* WHAT THE EXERCISE ASKS *
Give back the whole listing exactly as shown.

[A block of data]
****
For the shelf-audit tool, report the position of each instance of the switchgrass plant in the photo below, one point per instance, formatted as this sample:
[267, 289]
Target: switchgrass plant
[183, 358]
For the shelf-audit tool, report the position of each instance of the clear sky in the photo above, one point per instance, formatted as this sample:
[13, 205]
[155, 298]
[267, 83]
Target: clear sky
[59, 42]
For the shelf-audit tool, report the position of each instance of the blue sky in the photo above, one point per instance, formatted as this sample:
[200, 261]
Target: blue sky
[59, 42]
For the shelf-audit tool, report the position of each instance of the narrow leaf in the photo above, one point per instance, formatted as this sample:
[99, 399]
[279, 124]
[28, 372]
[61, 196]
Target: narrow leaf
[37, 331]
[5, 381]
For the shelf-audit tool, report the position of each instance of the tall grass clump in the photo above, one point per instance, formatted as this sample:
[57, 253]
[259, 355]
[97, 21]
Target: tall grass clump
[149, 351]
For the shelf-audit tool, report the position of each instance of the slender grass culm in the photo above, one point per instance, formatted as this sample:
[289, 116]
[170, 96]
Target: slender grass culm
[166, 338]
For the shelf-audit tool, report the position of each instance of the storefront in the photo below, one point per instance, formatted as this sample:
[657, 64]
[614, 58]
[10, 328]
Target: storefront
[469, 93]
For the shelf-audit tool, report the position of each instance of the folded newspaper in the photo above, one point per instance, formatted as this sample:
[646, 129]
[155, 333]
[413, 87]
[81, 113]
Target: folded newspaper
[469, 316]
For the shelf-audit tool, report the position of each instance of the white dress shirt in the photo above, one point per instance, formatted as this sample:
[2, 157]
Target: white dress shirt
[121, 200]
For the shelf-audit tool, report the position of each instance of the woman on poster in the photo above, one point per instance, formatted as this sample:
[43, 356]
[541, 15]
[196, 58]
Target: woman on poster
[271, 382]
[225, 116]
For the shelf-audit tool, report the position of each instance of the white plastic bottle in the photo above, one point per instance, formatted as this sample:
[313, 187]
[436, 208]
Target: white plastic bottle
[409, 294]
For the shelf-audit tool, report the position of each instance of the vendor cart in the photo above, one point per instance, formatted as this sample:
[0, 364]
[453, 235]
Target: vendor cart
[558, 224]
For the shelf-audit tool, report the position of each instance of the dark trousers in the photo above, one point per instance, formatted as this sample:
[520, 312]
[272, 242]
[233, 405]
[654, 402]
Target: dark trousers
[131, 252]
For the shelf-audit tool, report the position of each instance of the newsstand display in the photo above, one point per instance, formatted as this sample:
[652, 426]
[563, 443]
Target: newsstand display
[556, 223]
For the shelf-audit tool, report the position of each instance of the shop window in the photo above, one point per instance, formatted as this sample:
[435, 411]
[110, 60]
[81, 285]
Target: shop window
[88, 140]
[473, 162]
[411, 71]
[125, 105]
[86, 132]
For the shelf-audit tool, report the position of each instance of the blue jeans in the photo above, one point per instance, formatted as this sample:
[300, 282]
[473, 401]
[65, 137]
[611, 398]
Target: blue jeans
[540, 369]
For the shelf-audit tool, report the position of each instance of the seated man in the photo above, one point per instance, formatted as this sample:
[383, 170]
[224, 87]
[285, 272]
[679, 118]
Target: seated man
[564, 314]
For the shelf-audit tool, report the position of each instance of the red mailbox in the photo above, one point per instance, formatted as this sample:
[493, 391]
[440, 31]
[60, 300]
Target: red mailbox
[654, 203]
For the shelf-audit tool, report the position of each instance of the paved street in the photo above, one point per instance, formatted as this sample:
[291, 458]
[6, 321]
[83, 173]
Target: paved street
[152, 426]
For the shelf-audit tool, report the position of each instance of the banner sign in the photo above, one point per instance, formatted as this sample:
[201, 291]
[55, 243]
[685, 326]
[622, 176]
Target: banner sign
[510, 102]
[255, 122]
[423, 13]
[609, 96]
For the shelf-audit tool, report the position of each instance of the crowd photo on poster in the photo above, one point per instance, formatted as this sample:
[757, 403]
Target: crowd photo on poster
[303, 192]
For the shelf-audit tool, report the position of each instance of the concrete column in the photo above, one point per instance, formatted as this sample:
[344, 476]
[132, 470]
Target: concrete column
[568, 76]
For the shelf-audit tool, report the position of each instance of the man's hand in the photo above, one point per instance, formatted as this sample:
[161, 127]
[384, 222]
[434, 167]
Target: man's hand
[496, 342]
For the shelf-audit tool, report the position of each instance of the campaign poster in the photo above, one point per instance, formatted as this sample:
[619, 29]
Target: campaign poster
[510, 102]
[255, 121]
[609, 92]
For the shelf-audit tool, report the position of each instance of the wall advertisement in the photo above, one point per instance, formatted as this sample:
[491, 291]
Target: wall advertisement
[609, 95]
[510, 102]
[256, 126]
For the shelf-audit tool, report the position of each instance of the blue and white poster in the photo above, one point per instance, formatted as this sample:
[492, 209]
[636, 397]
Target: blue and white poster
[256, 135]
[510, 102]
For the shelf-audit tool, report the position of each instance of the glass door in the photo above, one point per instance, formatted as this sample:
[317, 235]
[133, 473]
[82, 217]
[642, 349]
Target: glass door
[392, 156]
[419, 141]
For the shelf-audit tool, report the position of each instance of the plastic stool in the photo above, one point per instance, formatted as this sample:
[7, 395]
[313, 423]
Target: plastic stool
****
* OUTPUT *
For the shelf-audit tool, report the position of each instance of the switchgrass plant in the photo below, one point per instance, formatted as this sample:
[267, 289]
Target: switchgrass plant
[183, 358]
For the shelf-audit tool, report the position of each instance of the clear sky in the photo above, one point per instance, formatted as this sample:
[13, 205]
[155, 298]
[267, 83]
Target: clear sky
[59, 42]
For the shelf-audit tool, report the position of each instance of the blue sky in the photo above, one point per instance, formatted as this sample:
[200, 261]
Target: blue sky
[59, 42]
For the shelf-audit tool, report the position of each instance of the narrow leaf in the photo above, one point per instance, formatted as this sample:
[99, 399]
[279, 124]
[28, 372]
[61, 196]
Target: narrow leaf
[37, 331]
[5, 381]
For the shelf-audit tool, report the position of each instance of the tall grass clump in the photo above, one point per instance, formatted as this sample:
[57, 253]
[259, 355]
[97, 21]
Target: tall grass clump
[149, 351]
For the shelf-audit tool, report the position of each instance of the slender grass culm in the photo above, one point per instance, formatted as this sample:
[289, 116]
[170, 96]
Target: slender grass culm
[166, 338]
For the shelf-audit tool, report the position of each instance of the storefront in the photo below, one point per instance, formatted as this sample:
[657, 64]
[614, 58]
[10, 328]
Target: storefront
[469, 93]
For the shelf-audit tool, report the position of each instance of the folded newspaper in the photo above, one point per instance, formatted as this sample:
[646, 129]
[155, 333]
[413, 87]
[81, 113]
Target: folded newspaper
[469, 316]
For the shelf-audit tool, report the position of each instance of the white dress shirt in the photo above, one point per instance, formatted as this sample:
[2, 157]
Target: white dress shirt
[121, 200]
For the shelf-audit tool, report the position of each instance of the woman on poster in the photo above, one point per instance, formatted as this sample:
[43, 356]
[541, 15]
[196, 58]
Target: woman on poster
[271, 382]
[225, 116]
For the shelf-audit tool, report the position of each instance of the white plastic bottle in the photo above, one point per instance, formatted as this sample:
[313, 187]
[436, 208]
Target: white plastic bottle
[409, 294]
For the shelf-audit tool, report the position of each instance of the vendor cart in the photo above, one point per instance, formatted as this sample:
[0, 364]
[453, 235]
Target: vendor cart
[558, 224]
For the shelf-audit tool, report the position of each instance of the dark trousers in the photo above, one point per instance, formatted as this sample:
[520, 312]
[272, 242]
[233, 405]
[654, 402]
Target: dark trousers
[131, 252]
For the shelf-audit tool, report the position of each instance of the newsstand display in the photo above, one point per instance, formatted as this sample:
[652, 426]
[563, 443]
Target: newsstand display
[556, 223]
For the shelf-audit tool, report the position of each instance of the shop window in the photo above, one point per instance, formatted as this sample:
[435, 411]
[110, 60]
[81, 285]
Target: shop window
[88, 140]
[473, 162]
[411, 71]
[125, 105]
[86, 132]
For the shelf-audit tool, report the position of each instance of the blue jeans in the photo above, one point per instance, formatted as this sample:
[300, 282]
[473, 401]
[65, 137]
[611, 398]
Target: blue jeans
[540, 369]
For the shelf-audit tool, report the position of each instance of the seated man in the photo above, one point per instance, formatted as this sample:
[383, 170]
[224, 87]
[285, 272]
[679, 118]
Target: seated man
[564, 314]
For the shelf-audit tool, report the position of each instance of the red mailbox in the photo above, one point per instance, formatted as this sample:
[493, 391]
[440, 31]
[60, 300]
Target: red mailbox
[654, 203]
For the shelf-audit tool, report the position of each instance of the paved street in the photo above, one point per instance, formatted as this sample:
[291, 458]
[6, 321]
[83, 173]
Target: paved street
[152, 426]
For the shelf-audit tool, report the position of each instance of the banner sign in the photo above, one point per instance, formatted as this sample:
[201, 291]
[55, 243]
[685, 326]
[622, 176]
Target: banner sign
[510, 102]
[255, 122]
[423, 13]
[609, 96]
For the shelf-audit tool, report the position of each instance of the crowd photo on poster in the photo above, one point per instance, formatted as this sample:
[757, 403]
Target: crowd photo on poster
[303, 192]
For the shelf-audit tool, report the position of each instance of the concrete column in the photo above, one point per instance, formatted as this sample:
[344, 476]
[132, 470]
Target: concrete column
[568, 76]
For the shelf-audit tool, report the position of each instance of the man's hand in the photo above, one point per instance, formatted as this sample:
[161, 127]
[384, 222]
[434, 167]
Target: man's hand
[496, 342]
For the shelf-audit tool, report the position of each instance of the campaign poster in the photo above, one point per instance, formatted as this sample:
[619, 29]
Target: campaign poster
[510, 102]
[255, 121]
[609, 92]
For the shelf-audit tool, report the position of each instance of the wall advertisement in the photo above, one point per instance, formatted as this sample:
[491, 291]
Target: wall advertisement
[609, 95]
[510, 102]
[256, 126]
For the shelf-audit tool, report the position of each instance of the blue and white poster in the photo above, one point per instance, formatted as this sample:
[492, 209]
[636, 397]
Target: blue and white poster
[256, 135]
[510, 102]
For the shelf-audit tool, report the position of each instance of the glass door in the photo above, one point per instance, formatted as this sample:
[317, 235]
[133, 473]
[82, 217]
[642, 349]
Target: glass door
[392, 156]
[419, 141]
For the shelf-audit tool, report the position of each instance of the plastic stool in the photo above, one point per instance, formatted as this sample:
[7, 395]
[313, 423]
Target: plastic stool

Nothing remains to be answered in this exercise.